> [Requirement]
Answer these questions from the profile of Justin Heazlewood below:
(a) What did Heazlewood ask a lone bagpiper to do?
(b) What did it cost to hire the Forum Theatre for 10 shows?
(c) In what year did Heazlewood begin the sketch show Lime Champions?

> [Extract to read]

(begin)

“I’m on a mission to lower everyone’s expectations about the arts scene in Australia,” says Justin Heazlewood on the launch of his grand anti-tourbook, The Bedroom Philosopher Diaries.
After asking a lone bagpiper to move from a park up the road, he’s just returned home and is feeling a bit guilty.
“I’ve never seen anyone look so disappointed,” adds The Bedroom Philosopher, who’d been filming a clip for a future album with Sydney electro producer, Spod. In his darkening Melbourne lounge, even the intermittent swish of the 86 tram is washed out by the drumming of afternoon showers.
Telling people to keep it down isn’t an especially surprising move from the self-deprecating Diaries author, who weaves tales of fierce hipster-bogan duels in between requests to turn the music down in his brutally revealing memoir, which Neil Gaiman dubbed as “what all the great rock and roll touring books would have been like, if the people who wrote them had been honest to the point of embarrassment”.
For Heazlewood, part of this honesty means knocking sleep from the eyes of both dreamy-lidded performers and deluded audiences.
“I like the idea of another artist reading [the Diaries] and going, ‘yeah, shit’s hard’, and feeling a bit more connected. I think people appreciate a self-deprecating tour diary, because you don’t often expect that.”
With the Diaries (and its eBook counterpart) released to enthused reviews from Benjamin Law, Dave Graney, and Tony Martin, The Bedroom Philosopher seems on fire; having just completed a well-received run at the Forum Theatre for the Melbourne International Comedy Festival, and with an Aria-nominated album under his belt for Songs from the 86 Tram, Heazlewood has already achieved some lofty heights since his first Triple J radio play twelve years ago.
But he won’t let you believe any of it.
“When asked about the Australian arts scene it’s a bit like asking someone about how fun surfing is when they’ve nearly drowned.”
“I’ve spent most of my career spending a lot of money on publicists to give the impression that I’m kicking arse, which is what you do in music and comedy,” he says, glancing up from his trademark spectacles. A droll flicker marks his lagoon eyes. “But I’m not – like I lost heaps of money on [the Forum Theatre] show because I’m insane, and the show had 20 people in it, and the Forum Theatre cost $16,000 to hire for 10 shows, so I’m not going to make any money.”
“The arts scene is extremely rewarding, but there’s a dark side that perhaps not enough people talk about. The truth is it’s extremely hard to make a consistent living, especially if you’re a bit ‘outside the mainstream’. If you’re a cult artist like me in the UK or the US and you appeal to 5% of the crowd, that’s still a couple of hundred thousand people. Here, it’s five thousand, and it just isn’t enough.”
For Heazlewood, who began Triple R’s still-running sketch show Lime Champions in 2009, comedy is a way to “cut through all the bullshit”. By exposing, ridiculing and reviewing his social awkwardness, The Bedroom Philosopher makes the anxieties of everyone else just a little bit more bearable.

(end)

[Excerpts of labeled region data]
(begin)

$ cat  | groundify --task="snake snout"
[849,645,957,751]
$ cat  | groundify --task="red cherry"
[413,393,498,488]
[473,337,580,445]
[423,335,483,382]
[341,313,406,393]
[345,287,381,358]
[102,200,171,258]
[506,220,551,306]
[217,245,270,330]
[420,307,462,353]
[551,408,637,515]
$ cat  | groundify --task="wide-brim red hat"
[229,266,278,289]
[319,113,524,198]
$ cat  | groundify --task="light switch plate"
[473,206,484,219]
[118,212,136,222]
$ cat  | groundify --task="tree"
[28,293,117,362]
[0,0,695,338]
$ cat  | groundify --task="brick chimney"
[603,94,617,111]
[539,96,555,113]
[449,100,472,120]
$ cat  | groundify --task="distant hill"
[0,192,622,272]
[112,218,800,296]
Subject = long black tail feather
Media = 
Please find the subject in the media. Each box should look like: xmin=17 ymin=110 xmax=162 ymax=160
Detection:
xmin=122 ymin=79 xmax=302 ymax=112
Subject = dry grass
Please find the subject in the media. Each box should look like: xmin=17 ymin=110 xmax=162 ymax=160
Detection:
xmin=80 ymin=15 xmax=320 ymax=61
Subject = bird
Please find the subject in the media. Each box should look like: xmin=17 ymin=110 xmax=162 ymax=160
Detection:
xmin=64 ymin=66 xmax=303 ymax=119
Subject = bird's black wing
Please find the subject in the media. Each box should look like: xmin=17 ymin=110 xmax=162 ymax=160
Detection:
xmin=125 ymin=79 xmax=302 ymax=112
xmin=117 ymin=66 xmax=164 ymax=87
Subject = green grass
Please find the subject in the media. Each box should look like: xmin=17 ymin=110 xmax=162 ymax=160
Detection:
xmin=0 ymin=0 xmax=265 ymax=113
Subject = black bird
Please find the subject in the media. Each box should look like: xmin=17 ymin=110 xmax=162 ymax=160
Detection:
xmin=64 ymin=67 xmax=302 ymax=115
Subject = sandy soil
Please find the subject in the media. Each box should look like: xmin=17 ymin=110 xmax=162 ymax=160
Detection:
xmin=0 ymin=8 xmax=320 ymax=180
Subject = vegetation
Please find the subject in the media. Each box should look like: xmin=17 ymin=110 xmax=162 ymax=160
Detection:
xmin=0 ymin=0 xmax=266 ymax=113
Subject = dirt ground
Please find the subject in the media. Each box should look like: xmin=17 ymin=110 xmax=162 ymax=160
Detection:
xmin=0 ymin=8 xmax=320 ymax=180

(end)

> [Solution]
(a) To move from a park up the road.
(b) $16,000.
(c) 2009.